- **WRITTEN PROBLEM**
Rewrite the rows below, swapping every "search" for "locate" and keeping everything else the same. Leave the pictures out of your answer.

- **AVAILABLE RECORDS**
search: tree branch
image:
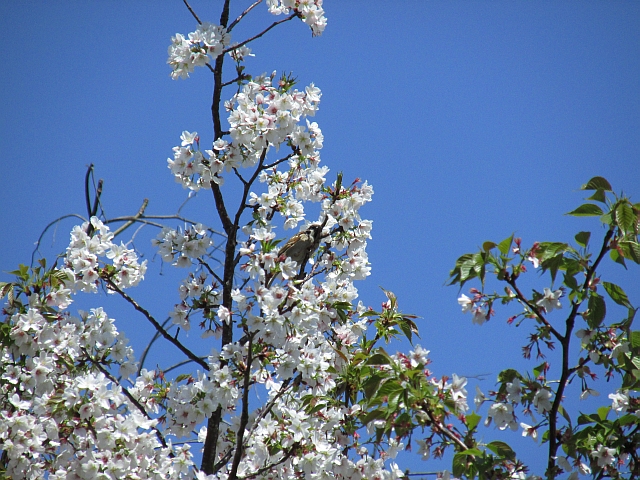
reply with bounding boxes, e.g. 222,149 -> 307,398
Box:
547,227 -> 614,478
104,278 -> 209,371
227,0 -> 262,32
218,13 -> 300,54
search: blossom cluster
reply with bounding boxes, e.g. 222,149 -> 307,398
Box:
63,217 -> 147,292
167,23 -> 231,80
152,223 -> 213,267
0,306 -> 192,479
267,0 -> 327,36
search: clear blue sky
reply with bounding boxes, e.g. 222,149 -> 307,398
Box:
0,0 -> 640,476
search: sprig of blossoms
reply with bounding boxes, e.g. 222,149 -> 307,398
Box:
65,217 -> 147,292
167,22 -> 231,80
267,0 -> 327,36
152,223 -> 213,267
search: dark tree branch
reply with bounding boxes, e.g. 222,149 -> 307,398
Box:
547,227 -> 615,478
113,198 -> 149,237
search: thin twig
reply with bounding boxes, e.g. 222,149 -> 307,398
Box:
182,0 -> 202,25
218,13 -> 300,58
113,198 -> 149,237
227,0 -> 262,32
31,213 -> 87,266
105,278 -> 209,371
547,227 -> 615,478
84,350 -> 174,450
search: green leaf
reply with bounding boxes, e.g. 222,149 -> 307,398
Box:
467,412 -> 482,431
563,273 -> 580,290
598,406 -> 611,421
398,315 -> 420,345
578,407 -> 596,425
602,282 -> 633,308
618,415 -> 638,426
376,381 -> 404,397
451,453 -> 468,478
616,203 -> 638,234
587,188 -> 607,203
482,242 -> 497,252
587,292 -> 607,329
618,240 -> 640,264
361,408 -> 384,425
487,441 -> 516,460
0,282 -> 13,299
575,232 -> 591,247
558,405 -> 571,426
362,375 -> 382,399
533,362 -> 547,377
567,203 -> 604,217
498,235 -> 513,255
540,255 -> 564,282
365,351 -> 391,365
580,177 -> 611,192
609,250 -> 627,268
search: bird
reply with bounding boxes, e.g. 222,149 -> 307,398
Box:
278,223 -> 322,265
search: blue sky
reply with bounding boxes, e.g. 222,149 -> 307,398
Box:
0,0 -> 640,476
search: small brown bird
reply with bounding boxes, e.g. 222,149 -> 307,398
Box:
278,223 -> 322,265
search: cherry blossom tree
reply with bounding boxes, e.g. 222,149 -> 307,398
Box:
0,0 -> 640,480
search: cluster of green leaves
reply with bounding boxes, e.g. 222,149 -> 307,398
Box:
450,177 -> 640,478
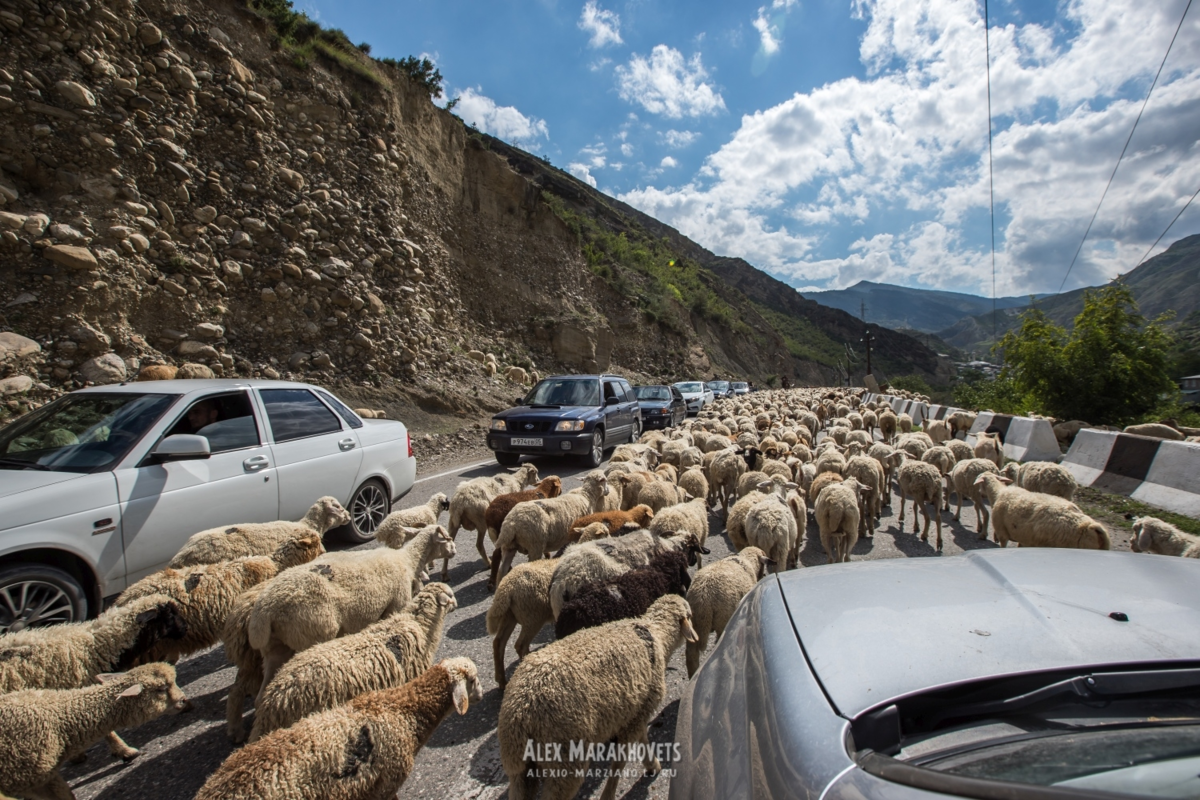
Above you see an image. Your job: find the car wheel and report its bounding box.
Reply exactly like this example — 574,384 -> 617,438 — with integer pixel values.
338,477 -> 391,545
583,428 -> 604,469
0,564 -> 88,634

- **EXERCISE OUTPUT**
locate: tree branch
image:
reply with bounding boxes, e.g. 222,149 -> 307,398
Box:
547,227 -> 614,478
104,278 -> 209,371
227,0 -> 262,32
218,13 -> 300,54
locate: blossom cluster
reply with bounding boxes, e.g. 222,149 -> 307,398
Box:
63,217 -> 147,292
167,23 -> 231,80
152,223 -> 213,267
0,306 -> 192,479
267,0 -> 327,36
locate: clear blue sky
reply with bounding boxes, e.g. 222,149 -> 307,398
Box:
0,0 -> 640,476
locate: sprig of blossoms
reply with bounding boxes, e.g. 222,149 -> 307,398
Box:
65,217 -> 147,292
167,22 -> 231,80
267,0 -> 327,36
152,223 -> 213,267
locate: dark tree branch
reply with bounding boxes, e.g. 222,149 -> 307,398
Box:
547,227 -> 615,478
113,198 -> 149,237
locate: thin twig
reply with bounding boxes, e.g. 222,149 -> 307,398
Box:
182,0 -> 202,25
218,13 -> 300,58
113,198 -> 149,237
227,0 -> 262,32
31,213 -> 87,266
105,278 -> 209,371
547,227 -> 615,478
84,350 -> 174,450
locate: green leaf
reply with bounding boxes, e.g. 222,149 -> 307,398
Box:
467,412 -> 482,431
563,273 -> 580,290
598,406 -> 611,421
398,315 -> 420,345
578,407 -> 596,425
602,282 -> 633,308
618,415 -> 638,426
376,381 -> 404,397
451,453 -> 468,478
616,203 -> 638,234
587,188 -> 607,203
482,242 -> 497,252
587,292 -> 607,329
618,240 -> 640,264
361,408 -> 384,425
487,441 -> 516,460
0,282 -> 13,299
575,232 -> 591,247
558,405 -> 571,426
362,375 -> 382,399
533,362 -> 547,377
567,203 -> 604,217
498,235 -> 513,255
540,255 -> 564,282
365,351 -> 391,365
580,177 -> 611,192
609,250 -> 627,268
locate: bird
reply with bounding boxes, e.g. 222,149 -> 307,398
Box:
278,223 -> 322,265
locate: blue sky
reply with bounding boxes, e.g. 222,149 -> 307,398
Box:
0,0 -> 640,476
locate: small brown bird
reply with bounding boxes, e.g. 222,149 -> 307,398
Box:
278,223 -> 322,265
locate: cherry blossom tree
reply with bounding boxes, e.g. 222,149 -> 307,398
Box:
0,0 -> 640,480
locate: cluster of green leaves
reply with bounding boxes, e.g. 222,149 -> 307,398
Box:
450,177 -> 640,478
Above you see an image. Your job: find the car wheel and report its bounding box.
Reply exactly like this example — 574,384 -> 617,438 — with integer pixel values.
338,477 -> 391,545
583,428 -> 604,469
0,564 -> 88,634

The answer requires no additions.